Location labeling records
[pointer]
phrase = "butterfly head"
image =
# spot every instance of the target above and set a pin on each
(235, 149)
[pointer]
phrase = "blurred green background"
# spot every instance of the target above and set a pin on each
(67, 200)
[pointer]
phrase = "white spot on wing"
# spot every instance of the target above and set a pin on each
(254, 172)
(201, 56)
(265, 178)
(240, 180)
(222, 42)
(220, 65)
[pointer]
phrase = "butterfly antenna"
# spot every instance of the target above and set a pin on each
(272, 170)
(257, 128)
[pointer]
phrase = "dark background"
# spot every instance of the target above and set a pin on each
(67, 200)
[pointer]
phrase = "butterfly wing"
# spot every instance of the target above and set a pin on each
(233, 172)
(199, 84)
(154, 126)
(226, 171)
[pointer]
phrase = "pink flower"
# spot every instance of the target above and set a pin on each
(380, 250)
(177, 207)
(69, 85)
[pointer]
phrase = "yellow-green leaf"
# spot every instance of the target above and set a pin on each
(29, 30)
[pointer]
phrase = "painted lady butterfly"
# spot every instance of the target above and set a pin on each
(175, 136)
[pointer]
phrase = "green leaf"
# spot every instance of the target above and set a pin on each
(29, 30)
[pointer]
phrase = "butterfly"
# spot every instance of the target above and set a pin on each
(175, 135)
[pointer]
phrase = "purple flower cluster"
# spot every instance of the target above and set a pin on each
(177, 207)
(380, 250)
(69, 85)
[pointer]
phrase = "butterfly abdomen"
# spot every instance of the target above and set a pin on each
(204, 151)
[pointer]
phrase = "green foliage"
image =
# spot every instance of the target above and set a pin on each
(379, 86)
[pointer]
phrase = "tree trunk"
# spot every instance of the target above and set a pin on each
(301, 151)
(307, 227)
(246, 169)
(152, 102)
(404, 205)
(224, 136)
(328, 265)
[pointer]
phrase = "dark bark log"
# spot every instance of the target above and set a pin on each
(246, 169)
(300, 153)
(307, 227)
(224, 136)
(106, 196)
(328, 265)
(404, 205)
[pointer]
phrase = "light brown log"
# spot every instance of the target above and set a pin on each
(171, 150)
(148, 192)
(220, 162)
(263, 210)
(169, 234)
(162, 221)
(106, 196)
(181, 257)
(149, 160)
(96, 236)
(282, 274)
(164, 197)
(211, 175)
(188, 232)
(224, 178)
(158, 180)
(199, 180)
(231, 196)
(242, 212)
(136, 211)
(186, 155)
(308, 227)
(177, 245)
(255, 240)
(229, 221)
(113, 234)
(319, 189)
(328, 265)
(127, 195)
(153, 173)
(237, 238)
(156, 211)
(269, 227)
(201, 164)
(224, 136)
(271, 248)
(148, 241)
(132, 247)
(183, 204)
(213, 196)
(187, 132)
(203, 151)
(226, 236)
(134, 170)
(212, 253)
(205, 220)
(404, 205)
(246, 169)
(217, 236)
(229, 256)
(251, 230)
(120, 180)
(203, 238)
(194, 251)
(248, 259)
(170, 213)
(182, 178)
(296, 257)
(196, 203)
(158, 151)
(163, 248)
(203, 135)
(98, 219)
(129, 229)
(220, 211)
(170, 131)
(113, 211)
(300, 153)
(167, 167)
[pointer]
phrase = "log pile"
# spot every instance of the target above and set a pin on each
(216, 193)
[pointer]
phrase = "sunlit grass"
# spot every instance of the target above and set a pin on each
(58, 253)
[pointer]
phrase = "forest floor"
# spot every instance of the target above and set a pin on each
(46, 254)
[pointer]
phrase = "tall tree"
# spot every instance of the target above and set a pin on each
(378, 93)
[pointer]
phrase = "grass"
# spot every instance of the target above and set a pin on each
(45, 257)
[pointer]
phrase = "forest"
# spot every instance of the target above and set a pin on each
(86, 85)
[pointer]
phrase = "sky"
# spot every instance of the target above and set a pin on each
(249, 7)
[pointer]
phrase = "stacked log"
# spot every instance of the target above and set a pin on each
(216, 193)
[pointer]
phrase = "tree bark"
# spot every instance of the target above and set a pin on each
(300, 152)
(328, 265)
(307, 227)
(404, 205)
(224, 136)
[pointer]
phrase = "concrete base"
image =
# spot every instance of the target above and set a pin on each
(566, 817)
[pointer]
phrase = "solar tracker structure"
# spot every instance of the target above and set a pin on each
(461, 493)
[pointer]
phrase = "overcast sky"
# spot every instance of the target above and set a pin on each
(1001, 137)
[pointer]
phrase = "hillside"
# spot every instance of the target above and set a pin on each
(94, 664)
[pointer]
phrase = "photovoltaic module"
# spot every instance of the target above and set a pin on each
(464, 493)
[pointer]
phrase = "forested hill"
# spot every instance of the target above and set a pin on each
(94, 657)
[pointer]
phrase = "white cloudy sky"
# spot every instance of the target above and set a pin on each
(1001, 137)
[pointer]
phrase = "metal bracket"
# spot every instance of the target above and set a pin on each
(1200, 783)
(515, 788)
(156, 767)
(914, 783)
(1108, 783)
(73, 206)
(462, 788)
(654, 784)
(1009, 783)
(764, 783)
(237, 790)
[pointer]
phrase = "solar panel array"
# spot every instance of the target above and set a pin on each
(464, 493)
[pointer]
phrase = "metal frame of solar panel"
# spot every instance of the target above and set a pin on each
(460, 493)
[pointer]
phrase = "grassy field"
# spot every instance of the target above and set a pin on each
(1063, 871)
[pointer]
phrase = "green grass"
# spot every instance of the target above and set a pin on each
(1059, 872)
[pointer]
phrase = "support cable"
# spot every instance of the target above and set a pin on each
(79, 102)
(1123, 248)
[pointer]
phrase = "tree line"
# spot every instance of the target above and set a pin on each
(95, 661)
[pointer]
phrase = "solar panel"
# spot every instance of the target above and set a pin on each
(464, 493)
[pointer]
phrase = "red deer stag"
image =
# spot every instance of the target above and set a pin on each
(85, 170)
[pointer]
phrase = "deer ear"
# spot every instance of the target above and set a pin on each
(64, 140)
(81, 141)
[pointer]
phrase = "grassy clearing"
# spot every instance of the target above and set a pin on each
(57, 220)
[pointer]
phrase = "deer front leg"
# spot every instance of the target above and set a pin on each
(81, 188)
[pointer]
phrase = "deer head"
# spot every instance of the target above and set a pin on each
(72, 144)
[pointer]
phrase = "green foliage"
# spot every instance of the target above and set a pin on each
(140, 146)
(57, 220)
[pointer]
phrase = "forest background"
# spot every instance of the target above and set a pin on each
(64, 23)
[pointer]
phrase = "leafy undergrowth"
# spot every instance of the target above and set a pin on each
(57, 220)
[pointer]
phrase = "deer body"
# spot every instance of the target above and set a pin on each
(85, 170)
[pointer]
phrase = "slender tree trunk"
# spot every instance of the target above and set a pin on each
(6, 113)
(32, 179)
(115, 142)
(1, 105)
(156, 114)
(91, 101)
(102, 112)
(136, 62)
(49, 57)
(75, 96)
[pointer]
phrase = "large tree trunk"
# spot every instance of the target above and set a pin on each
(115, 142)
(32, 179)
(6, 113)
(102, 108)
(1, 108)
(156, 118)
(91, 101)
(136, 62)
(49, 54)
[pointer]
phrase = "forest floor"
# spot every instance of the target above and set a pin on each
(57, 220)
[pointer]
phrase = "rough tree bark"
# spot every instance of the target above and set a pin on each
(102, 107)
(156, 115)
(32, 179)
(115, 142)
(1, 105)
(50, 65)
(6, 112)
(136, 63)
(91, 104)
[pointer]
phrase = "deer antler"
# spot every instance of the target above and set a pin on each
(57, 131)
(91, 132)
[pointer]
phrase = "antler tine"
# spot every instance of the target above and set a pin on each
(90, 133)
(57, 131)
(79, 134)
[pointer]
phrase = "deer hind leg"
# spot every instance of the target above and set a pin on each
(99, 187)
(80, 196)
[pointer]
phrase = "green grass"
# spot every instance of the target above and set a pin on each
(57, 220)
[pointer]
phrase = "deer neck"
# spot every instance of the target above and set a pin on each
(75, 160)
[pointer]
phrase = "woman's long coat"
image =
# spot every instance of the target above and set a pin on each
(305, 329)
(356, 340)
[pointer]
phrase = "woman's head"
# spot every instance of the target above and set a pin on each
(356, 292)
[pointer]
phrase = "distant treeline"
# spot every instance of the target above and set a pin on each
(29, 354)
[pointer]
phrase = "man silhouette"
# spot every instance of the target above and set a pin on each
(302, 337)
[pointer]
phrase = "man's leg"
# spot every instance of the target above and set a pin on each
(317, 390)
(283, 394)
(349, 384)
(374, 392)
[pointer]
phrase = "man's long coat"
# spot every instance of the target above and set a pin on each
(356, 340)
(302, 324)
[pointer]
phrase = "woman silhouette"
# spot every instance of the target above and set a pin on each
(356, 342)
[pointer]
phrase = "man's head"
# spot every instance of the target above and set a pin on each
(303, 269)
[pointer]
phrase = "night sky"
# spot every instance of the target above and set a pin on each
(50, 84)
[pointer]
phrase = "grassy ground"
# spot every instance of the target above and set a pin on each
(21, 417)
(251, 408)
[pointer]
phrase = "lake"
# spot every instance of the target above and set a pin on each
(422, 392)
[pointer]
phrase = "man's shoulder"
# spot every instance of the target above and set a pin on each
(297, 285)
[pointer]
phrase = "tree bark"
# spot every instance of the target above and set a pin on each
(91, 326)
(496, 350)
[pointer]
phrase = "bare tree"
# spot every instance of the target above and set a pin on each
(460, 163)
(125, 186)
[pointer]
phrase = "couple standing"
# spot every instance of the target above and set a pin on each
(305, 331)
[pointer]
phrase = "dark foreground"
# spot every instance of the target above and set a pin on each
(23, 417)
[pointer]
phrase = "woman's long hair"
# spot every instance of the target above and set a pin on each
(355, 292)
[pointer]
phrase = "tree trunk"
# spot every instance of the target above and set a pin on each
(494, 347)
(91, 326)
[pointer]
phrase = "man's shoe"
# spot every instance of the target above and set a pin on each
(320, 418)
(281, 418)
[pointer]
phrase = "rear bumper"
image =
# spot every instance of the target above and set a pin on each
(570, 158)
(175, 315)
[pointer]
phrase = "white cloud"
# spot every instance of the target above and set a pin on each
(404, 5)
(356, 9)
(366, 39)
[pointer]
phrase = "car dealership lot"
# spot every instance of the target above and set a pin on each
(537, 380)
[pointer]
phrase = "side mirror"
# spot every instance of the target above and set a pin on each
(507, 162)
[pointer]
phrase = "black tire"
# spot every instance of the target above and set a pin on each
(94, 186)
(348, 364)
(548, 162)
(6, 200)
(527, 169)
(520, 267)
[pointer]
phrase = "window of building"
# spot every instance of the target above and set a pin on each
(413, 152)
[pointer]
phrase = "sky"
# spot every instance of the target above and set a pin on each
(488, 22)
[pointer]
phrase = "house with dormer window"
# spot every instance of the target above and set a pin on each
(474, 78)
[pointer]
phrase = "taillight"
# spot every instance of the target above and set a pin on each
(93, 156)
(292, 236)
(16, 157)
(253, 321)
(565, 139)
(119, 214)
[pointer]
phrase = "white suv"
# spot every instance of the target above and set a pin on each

== WHAT IS BEING ASKED ==
Identify every line of the records above that contains the string "deer", and please copy each of those lines; case counts.

== PROBLEM SOLUTION ==
phrase = "red deer stag"
phrase = "deer ear"
phrase = "deer front leg"
phrase = "deer head"
phrase = "deer body"
phrase = "deer antler"
phrase = "deer hind leg"
phrase = "deer neck"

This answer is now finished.